*** Opening of Reading passage ***

What causes nicotine addiction?
Nicotine is an addictive drug. It causes changes in the brain that make people want to use it more and more.
In addition, addictive drugs cause unpleasant withdrawal symptoms. The good feelings that result when an addictive drug is present — and the bad feelings when it’s absent — make breaking any addiction very difficult.
Nicotine addiction has historically been one of the hardest addictions to break.
The 1988 Surgeon General’s Report, “Nicotine Addiction,” concluded that
- Cigarettes and other forms of tobacco are addicting.
- Nicotine is the drug that causes addiction.
- Pharmacologic and behavioral characteristics that determine tobacco addiction are similar to those that determine addiction to drugs such as heroin and cocaine.
What else does nicotine do to the body?
When a person smokes a cigarette, the body responds immediately to the chemical nicotine in the smoke.
Nicotine causes a short-term increase in blood pressure, heart rate and the flow of blood from the heart. It also causes the arteries to narrow. The smoke includes carbon monoxide, which reduces the amount of oxygen the blood can carry.
This, combined with the nicotine effects, creates an imbalance between the demand for oxygen by the cells and the amount of oxygen the blood can supply.
How does nicotine in cigarettes increase the risk of heart attack?Cigarette smoking may increase the risk of developing hardening of the arteries and heart attacks in several ways.
First, carbon monoxide may damage the inner walls of the arteries, encouraging fatty buildups in them. Over time, this causes the vessels to narrow and harden. Nicotine may also contribute to this process. Smoking also causes several changes in the blood that make clots — and heart attack — more likely.
What are the symptoms of nicotine withdrawal?
- depressed mood
- difficulty concentrating
- decreased heart rate
- increased appetite or weight gain
How long does nicotine stay in the body?
From 85–90 percent of nicotine in the blood is metabolized by the liver and excreted from the kidney rapidly. The estimated half-life for nicotine in the blood is two hours. However, smoking represents a multiple dosing situation with considerable accumulation during smoking. Therefore, it can be expected that blood nicotine would persist at significant levels for six to eight hours after smoking stopped.

*** Close of Reading passage ***

### Exercise instructions:
A: Reproduce word for word everything in the nicotine passage from "Nicotine addiction has" down to "that causes addiction.".
B: According to the nicotine passage, what is the estimated half-life of nicotine in the blood?

*** Opening of Dataset section ***

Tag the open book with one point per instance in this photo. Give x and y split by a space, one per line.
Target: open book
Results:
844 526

*** Close of Dataset section ***

### Task responses:
A:
Nicotine addiction has historically been one of the hardest addictions to break.
The 1988 Surgeon General’s Report, “Nicotine Addiction,” concluded that
- Cigarettes and other forms of tobacco are addicting.
- Nicotine is the drug that causes addiction.

B: Two hours.